# EXERCISES
a: Answer these questions using the essay below.
(i) Which app lets the writer replay old pregnancy videos?
(ii) At what age did the eldest daughter start preschool?
(iii) How old will the younger sibling soon be?
b: From the essay below, write out the passage starting with "Now that I’m" and going on through "off at class.".
c: List every phrase that appears inside quotation marks in the essay below.

# PAGE TEXT
------------------------------------------------------------------------

As I gaze upon my growing 5-year-old daughter, and hold on tight for dear life, the memories I’m trying to store in my head, I think to myself – how did we get here so fast? Have you ever tried to stop and think about your fondest memories of your toddler being a baby? Or have you ever scrolled through every single photo of her infant stage knowing good and well you’ve done it a hundred times? And, thanks to Snapchat memories, I feel the butterflies in my stomach every time I play old videos of her wiggling around my tummy while I was pregnant. I’m basically an emotional train wreck because she will be entering Kindergarten in the fall.

Team No Regrets

We made the decision to place my eldest in preschool when she was 3 years-old because we were excited for her to get an early jumpstart to her education. She was ready, I was ready and we had ZERO regrets – I didn’t even question preschool. The #firstdayofschool photos were all smiles and I still remember asking her if she wanted me to stay a bit. She giggled and said “bye, mom.” Her words gave me confidence. It was the right decision. She was incredibly happy.

Now that I’m preparing my body, mind and spirit for Kinder, I can’t make sense of why my feelings are going a bit out of whack. Why now, that she’s been in school for 2 years, do I suddenly want to say, no more school just stay home and cuddle with me every morning? Meanwhile, she talks about Kinder daily as we are approaching just the last few weeks of school. Her face lights up knowing she’ll be on the “big playground now.” How she’ll soon be reading and writing notes to her friends. Then, just a few days ago, she said “and I’ll be a great big sister at school, mom.” Yes, that’s the cherry on top. Not only do I have a soon-to-be Kindergartner…we also have a soon-to-be 3-year-old who has been begging to go to school ever since she first walked hand-in-hand to drop her big sister off at class.

------------------------------------------------------------------------

Segmentation mask data:
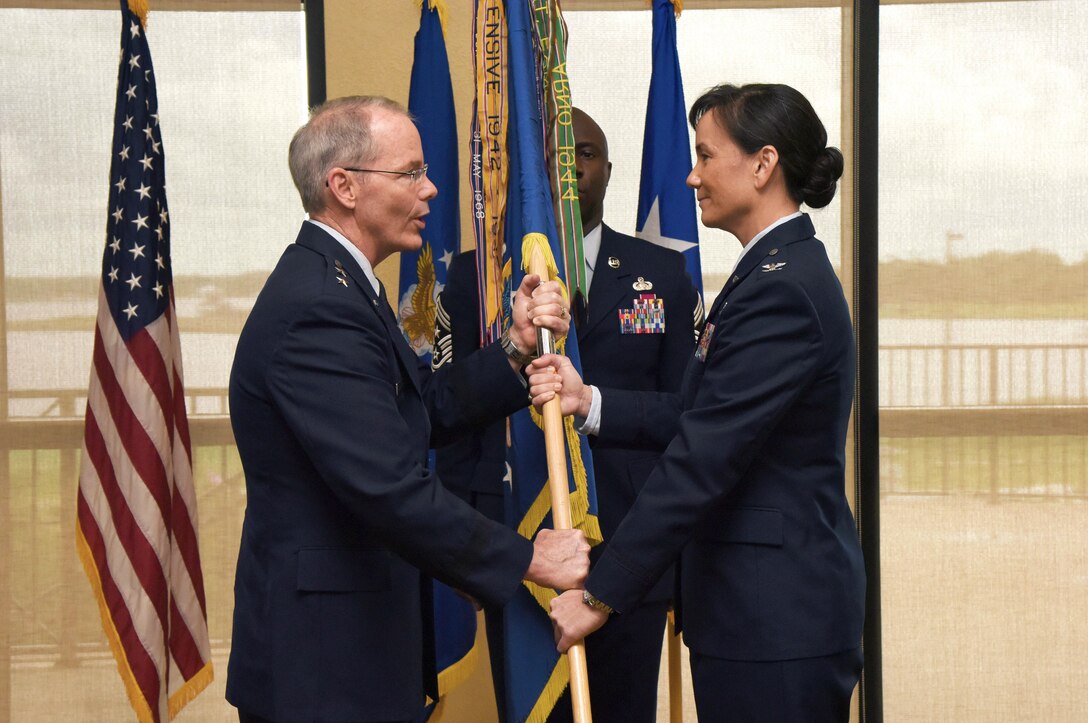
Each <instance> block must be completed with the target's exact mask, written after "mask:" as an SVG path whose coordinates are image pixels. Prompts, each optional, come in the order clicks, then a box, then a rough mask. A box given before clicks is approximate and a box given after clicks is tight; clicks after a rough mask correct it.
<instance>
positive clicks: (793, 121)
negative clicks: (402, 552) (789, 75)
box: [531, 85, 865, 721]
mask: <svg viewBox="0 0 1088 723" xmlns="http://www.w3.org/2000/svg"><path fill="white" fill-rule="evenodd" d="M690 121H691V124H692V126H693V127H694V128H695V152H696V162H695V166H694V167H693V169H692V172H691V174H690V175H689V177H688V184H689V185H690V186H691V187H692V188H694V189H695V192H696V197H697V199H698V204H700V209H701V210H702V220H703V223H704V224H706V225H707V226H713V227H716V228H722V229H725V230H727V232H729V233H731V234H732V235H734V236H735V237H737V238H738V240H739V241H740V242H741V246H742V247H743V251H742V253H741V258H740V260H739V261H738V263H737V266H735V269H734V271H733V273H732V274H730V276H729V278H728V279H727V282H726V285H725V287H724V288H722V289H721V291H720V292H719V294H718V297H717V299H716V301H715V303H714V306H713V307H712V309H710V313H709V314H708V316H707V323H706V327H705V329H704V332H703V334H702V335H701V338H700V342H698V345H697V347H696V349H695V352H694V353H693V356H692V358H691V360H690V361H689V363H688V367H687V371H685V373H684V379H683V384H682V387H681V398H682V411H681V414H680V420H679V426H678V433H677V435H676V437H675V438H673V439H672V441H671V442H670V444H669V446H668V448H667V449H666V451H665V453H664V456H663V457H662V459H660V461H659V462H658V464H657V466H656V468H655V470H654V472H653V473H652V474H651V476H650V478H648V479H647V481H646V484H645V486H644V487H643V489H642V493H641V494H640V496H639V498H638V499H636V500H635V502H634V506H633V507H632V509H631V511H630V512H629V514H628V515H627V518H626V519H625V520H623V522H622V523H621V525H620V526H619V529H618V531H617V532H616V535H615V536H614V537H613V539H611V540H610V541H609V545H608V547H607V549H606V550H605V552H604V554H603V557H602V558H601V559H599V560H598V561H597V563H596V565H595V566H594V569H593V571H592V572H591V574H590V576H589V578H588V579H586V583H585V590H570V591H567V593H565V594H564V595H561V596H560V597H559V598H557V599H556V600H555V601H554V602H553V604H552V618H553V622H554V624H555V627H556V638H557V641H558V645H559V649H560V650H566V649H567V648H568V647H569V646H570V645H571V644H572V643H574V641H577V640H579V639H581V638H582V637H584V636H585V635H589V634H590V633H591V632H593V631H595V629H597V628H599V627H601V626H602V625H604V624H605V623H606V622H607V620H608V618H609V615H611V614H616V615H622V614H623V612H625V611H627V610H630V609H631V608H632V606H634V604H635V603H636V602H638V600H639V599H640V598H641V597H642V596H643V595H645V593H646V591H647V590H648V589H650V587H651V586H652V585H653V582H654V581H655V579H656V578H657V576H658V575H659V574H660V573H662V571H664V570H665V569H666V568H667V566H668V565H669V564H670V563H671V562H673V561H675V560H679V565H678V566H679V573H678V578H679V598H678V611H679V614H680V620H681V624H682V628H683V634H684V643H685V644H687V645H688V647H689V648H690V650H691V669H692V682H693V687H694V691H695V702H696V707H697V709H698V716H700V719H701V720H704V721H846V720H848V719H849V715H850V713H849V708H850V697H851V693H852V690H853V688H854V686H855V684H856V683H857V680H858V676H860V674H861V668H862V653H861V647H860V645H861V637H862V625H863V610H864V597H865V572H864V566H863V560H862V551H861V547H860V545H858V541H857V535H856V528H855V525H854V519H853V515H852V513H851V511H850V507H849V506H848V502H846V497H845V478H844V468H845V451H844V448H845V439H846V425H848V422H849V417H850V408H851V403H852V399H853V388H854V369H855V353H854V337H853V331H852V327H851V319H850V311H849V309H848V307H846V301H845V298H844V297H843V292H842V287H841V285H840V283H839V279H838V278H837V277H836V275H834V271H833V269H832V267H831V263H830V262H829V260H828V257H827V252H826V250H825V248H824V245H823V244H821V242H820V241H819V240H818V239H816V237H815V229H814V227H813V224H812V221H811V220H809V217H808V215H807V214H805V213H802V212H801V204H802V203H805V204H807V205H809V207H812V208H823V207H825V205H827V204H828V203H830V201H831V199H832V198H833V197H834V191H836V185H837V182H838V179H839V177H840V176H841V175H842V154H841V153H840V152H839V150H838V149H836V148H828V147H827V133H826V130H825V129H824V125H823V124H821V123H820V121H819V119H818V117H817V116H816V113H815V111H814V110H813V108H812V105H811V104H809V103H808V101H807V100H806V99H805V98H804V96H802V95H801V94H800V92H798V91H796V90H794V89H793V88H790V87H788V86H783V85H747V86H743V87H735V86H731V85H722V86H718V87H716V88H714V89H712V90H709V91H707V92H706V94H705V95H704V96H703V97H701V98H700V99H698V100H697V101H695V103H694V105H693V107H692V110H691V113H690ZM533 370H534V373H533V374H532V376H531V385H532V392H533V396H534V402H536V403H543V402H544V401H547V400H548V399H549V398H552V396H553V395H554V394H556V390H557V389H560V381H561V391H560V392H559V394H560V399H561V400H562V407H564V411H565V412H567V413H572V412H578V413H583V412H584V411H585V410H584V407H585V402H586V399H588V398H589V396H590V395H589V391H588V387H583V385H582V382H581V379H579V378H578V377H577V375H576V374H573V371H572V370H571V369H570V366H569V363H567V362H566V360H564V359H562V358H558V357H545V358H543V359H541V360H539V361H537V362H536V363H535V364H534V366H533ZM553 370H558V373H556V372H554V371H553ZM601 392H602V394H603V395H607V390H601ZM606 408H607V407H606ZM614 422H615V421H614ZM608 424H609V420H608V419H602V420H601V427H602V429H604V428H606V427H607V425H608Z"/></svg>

------------------------------------------------------------------------

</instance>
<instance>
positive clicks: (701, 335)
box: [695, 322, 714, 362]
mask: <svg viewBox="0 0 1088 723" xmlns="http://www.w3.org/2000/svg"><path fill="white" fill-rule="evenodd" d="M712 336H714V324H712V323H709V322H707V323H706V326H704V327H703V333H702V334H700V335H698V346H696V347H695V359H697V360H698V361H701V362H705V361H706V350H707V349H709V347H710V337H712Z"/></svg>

------------------------------------------------------------------------

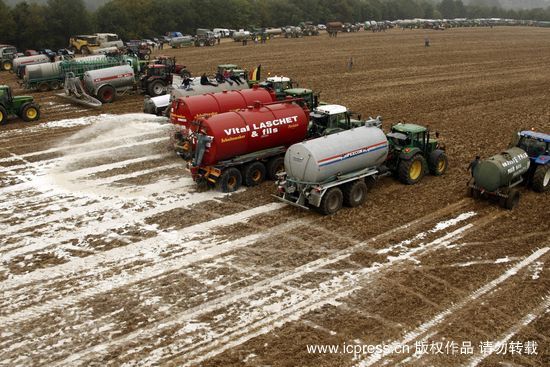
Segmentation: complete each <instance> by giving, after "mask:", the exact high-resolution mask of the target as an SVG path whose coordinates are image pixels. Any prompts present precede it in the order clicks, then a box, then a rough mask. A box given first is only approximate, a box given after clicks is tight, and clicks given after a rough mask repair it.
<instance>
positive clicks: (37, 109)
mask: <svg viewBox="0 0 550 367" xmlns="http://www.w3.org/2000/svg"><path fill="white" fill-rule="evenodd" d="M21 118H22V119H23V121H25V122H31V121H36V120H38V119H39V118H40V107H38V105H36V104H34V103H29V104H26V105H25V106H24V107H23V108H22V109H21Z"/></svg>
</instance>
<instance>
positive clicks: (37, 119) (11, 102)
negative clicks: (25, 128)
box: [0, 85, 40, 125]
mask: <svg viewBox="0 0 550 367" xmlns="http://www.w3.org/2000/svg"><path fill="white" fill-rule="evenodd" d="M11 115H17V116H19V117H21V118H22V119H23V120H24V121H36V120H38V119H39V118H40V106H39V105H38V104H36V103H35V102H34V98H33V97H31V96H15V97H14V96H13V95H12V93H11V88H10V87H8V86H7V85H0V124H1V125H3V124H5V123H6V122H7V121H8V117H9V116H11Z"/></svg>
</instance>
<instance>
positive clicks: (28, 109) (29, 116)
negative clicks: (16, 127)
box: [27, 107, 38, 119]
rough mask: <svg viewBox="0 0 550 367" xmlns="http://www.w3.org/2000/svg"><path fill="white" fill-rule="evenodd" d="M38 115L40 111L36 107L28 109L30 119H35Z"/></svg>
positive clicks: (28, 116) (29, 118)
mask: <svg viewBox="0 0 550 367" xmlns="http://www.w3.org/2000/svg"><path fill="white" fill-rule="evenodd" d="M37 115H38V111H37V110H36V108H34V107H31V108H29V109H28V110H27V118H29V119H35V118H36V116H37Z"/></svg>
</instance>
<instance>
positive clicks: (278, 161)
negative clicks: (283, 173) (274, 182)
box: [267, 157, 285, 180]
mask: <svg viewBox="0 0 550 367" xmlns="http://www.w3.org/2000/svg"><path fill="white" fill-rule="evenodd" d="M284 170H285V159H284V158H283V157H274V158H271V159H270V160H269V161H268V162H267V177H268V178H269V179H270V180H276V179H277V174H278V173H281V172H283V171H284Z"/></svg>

------------------------------------------------------------------------

# ANSWERS TO THE TASKS
a:
(i) Snapchat
(ii) 3 years old
(iii) 3 years old

b:
Now that I’m preparing my body, mind and spirit for Kinder, I can’t make sense of why my feelings are going a bit out of whack. Why now, that she’s been in school for 2 years, do I suddenly want to say, no more school just stay home and cuddle with me every morning? Meanwhile, she talks about Kinder daily as we are approaching just the last few weeks of school. Her face lights up knowing she’ll be on the “big playground now.” How she’ll soon be reading and writing notes to her friends. Then, just a few days ago, she said “and I’ll be a great big sister at school, mom.” Yes, that’s the cherry on top. Not only do I have a soon-to-be Kindergartner…we also have a soon-to-be 3-year-old who has been begging to go to school ever since she first walked hand-in-hand to drop her big sister off at class.

c:
- "bye, mom."
- "big playground now."
- "and I'll be a great big sister at school, mom."